WHAT THIS EXERCISE ASKS:
**1.** In the passage on fictional books, what is the title of the banned book that resistance members circulate in The Man in the High Castle?
**2.** From the passage on fictional books, return the stretch from "A fictional book is" through "up by Orwell).".
**3.** Explain why, according to the passage on fictional books, Nineteen Eighty-Four includes excerpts from The Theory and Practice of Oligarchical Collectivism.

EXCERPT:

####################

A fictional book is a text created specifically for a work in an imaginary narrative that is referred to, depicted, or excerpted in a story, book, film, or other fictional work, and which exists only in one or more fictional works. A fictional book may be created to add realism or depth to a larger fictional work.  For example, George Orwell's novel  Nineteen Eighty-Four has excerpts from a book by Emmanuel Goldstein entitled The Theory and Practice of Oligarchical Collectivism which provides background on concepts explored in the novel (both the named author [Goldstein] and the text on collectivism are made up by Orwell). 

A fictional book may provide the basis of the plot of a story, a common thread in a series of books or other works, or the works of a particular writer or canon of work. An example of a fictional book that is part of the plot of another work (in addition to Nineteen Eighty-Four) is Philip K. Dick's The Man in the High Castle, in which resistance member circulate a banned book entitled The Grasshopper Lies Heavy. An example of a fictional book linking a series is Encyclopedia Galactica, an imaginary set of encyclopedias created by Isaac Asimov and referred to in the novels in his Foundation Series. An example of an author referring to a fictional book in a number of unconnected works is Jack Vance's quotes from an imaginary  twelve-volume opus entitled Life by Unspiek, Baron Bodissey in Vance's novels (Bodissey is a fictional character created by Vance).

Examples
The Necronomicon in H. P. Lovecraft's books serves as a repository of recondite and evil knowledge in many of his works and the work of others. Despite the evident tongue-in-cheek origin of the book, supposedly written by the "Mad Arab Abdul al-Hazred," who was supposed to have died by being torn apart by an invisible being in an Arab marketplace in broad daylight, many have been led to believe that the book is real.
William Goldman's The Princess Bride is presented as an abridgment of The Princess Bride by "S. Morgenstern".

####################

[Region annotation entries]
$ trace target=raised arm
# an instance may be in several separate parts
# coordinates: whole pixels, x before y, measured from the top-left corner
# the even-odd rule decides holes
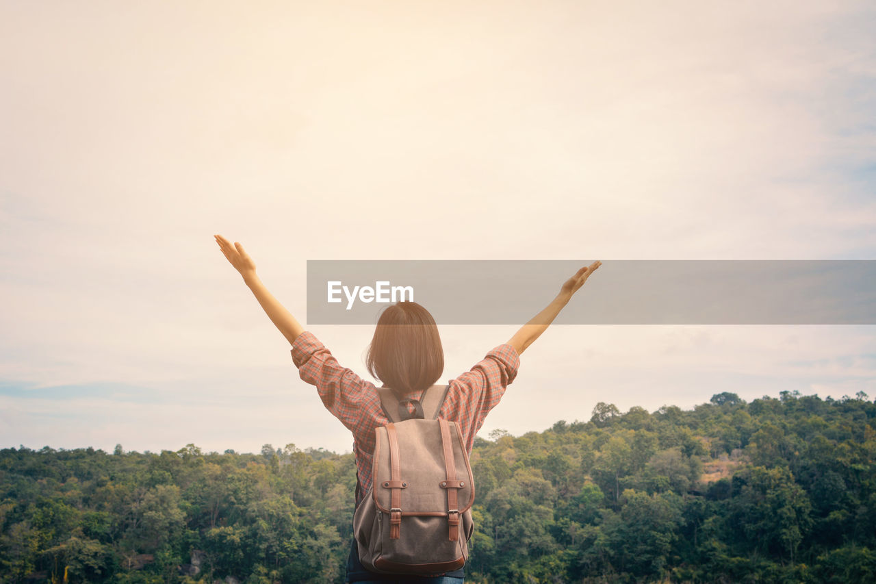
[[[518,354],[526,351],[526,347],[535,342],[535,339],[548,330],[550,324],[556,318],[556,315],[560,314],[560,310],[569,303],[572,296],[584,285],[590,274],[600,266],[602,266],[602,262],[597,260],[576,272],[575,275],[563,282],[556,298],[552,300],[541,312],[539,312],[528,323],[521,326],[520,330],[515,332],[514,336],[508,341],[508,345],[514,347]]]
[[[213,237],[215,238],[225,258],[240,273],[244,281],[252,290],[256,300],[261,304],[271,322],[283,333],[290,345],[294,343],[299,335],[304,332],[304,327],[295,320],[292,313],[279,303],[279,301],[273,297],[268,288],[265,288],[265,284],[256,274],[256,264],[252,261],[252,258],[244,250],[244,246],[239,242],[236,241],[232,246],[230,241],[221,235],[214,235]]]

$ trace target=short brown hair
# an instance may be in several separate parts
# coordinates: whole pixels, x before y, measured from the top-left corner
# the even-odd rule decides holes
[[[404,395],[434,384],[444,373],[438,325],[417,303],[400,302],[383,311],[368,346],[369,373]]]

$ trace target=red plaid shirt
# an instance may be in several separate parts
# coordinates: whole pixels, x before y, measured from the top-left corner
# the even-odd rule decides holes
[[[328,349],[308,331],[302,332],[292,344],[292,360],[301,379],[316,386],[328,411],[353,432],[361,500],[371,486],[374,429],[389,423],[375,386],[351,369],[341,367]],[[475,434],[502,399],[505,388],[514,381],[519,367],[520,357],[514,347],[499,345],[470,371],[449,381],[450,388],[438,415],[459,424],[470,454]],[[419,398],[420,395],[414,396]]]

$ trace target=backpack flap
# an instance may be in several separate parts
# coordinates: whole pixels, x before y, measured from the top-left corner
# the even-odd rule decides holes
[[[391,514],[391,522],[398,519],[392,515],[443,516],[455,524],[475,500],[471,466],[456,424],[411,419],[375,431],[371,493],[378,509]]]

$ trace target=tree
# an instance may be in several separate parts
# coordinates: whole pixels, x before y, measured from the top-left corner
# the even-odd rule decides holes
[[[618,416],[620,416],[620,410],[618,410],[618,406],[613,403],[599,402],[593,407],[593,416],[590,417],[590,422],[597,428],[602,428]]]

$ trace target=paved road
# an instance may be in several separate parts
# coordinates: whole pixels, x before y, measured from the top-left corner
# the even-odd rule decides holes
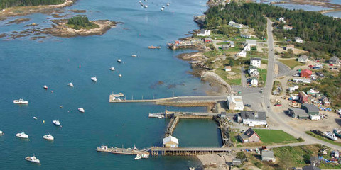
[[[318,140],[313,137],[308,135],[305,133],[304,131],[293,128],[293,127],[288,125],[286,122],[286,120],[289,118],[286,115],[283,113],[275,113],[272,110],[274,107],[270,103],[270,95],[272,90],[272,85],[274,79],[274,67],[275,63],[276,56],[274,52],[274,36],[272,33],[272,23],[270,19],[267,18],[267,34],[268,34],[268,47],[269,47],[269,60],[268,60],[268,69],[266,74],[266,82],[265,85],[265,89],[264,91],[264,103],[265,106],[263,106],[264,110],[266,110],[266,115],[271,120],[271,124],[269,127],[273,129],[281,129],[288,132],[296,137],[302,137],[305,140],[305,142],[301,143],[303,144],[322,144],[330,147],[341,150],[341,147],[337,146],[335,144],[332,144],[330,143],[326,142],[323,140]],[[268,108],[268,106],[269,106]]]

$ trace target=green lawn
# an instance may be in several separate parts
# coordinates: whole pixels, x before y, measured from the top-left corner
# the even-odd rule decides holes
[[[295,67],[296,66],[304,65],[304,64],[296,61],[296,59],[290,59],[290,60],[278,59],[278,60],[281,62],[283,64],[287,65],[288,67],[289,67],[291,69],[295,68]]]
[[[294,137],[281,130],[254,129],[265,145],[298,142]]]
[[[305,131],[305,133],[310,135],[310,136],[313,136],[315,138],[318,138],[320,140],[323,140],[323,141],[325,141],[328,143],[331,143],[331,144],[335,144],[335,145],[338,145],[338,146],[341,146],[341,143],[339,143],[339,142],[334,142],[333,140],[331,140],[330,139],[328,139],[328,138],[325,138],[324,137],[322,137],[322,136],[320,136],[318,135],[316,135],[310,131]]]

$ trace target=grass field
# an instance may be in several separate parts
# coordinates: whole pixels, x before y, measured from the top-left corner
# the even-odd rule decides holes
[[[293,143],[298,141],[281,130],[254,129],[265,145]]]
[[[318,139],[319,139],[319,140],[320,140],[325,141],[325,142],[328,142],[328,143],[331,143],[331,144],[336,144],[336,145],[338,145],[338,146],[341,146],[341,143],[335,142],[334,142],[334,141],[332,141],[332,140],[329,140],[329,139],[327,139],[327,138],[325,138],[325,137],[324,137],[318,135],[316,135],[316,134],[315,134],[315,133],[313,133],[313,132],[310,132],[310,131],[305,131],[305,133],[308,134],[308,135],[310,135],[310,136],[313,136],[313,137],[315,137],[315,138],[318,138]]]
[[[287,65],[291,69],[295,68],[296,66],[302,66],[304,65],[304,64],[302,64],[298,61],[296,61],[296,59],[290,59],[290,60],[278,60],[278,61],[281,62],[283,64]]]

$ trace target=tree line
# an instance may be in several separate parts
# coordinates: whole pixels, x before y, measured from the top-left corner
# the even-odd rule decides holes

####################

EXPECTED ANSWERS:
**1.** The Grasshopper Lies Heavy.

**2.**
A fictional book is a text created specifically for a work in an imaginary narrative that is referred to, depicted, or excerpted in a story, book, film, or other fictional work, and which exists only in one or more fictional works. A fictional book may be created to add realism or depth to a larger fictional work.  For example, George Orwell's novel  Nineteen Eighty-Four has excerpts from a book by Emmanuel Goldstein entitled The Theory and Practice of Oligarchical Collectivism which provides background on concepts explored in the novel (both the named author [Goldstein] and the text on collectivism are made up by Orwell).

**3.** The excerpts provide background on concepts explored in the novel. The passage gives this as an example of how a fictional book may be created to add realism or depth to a larger fictional work.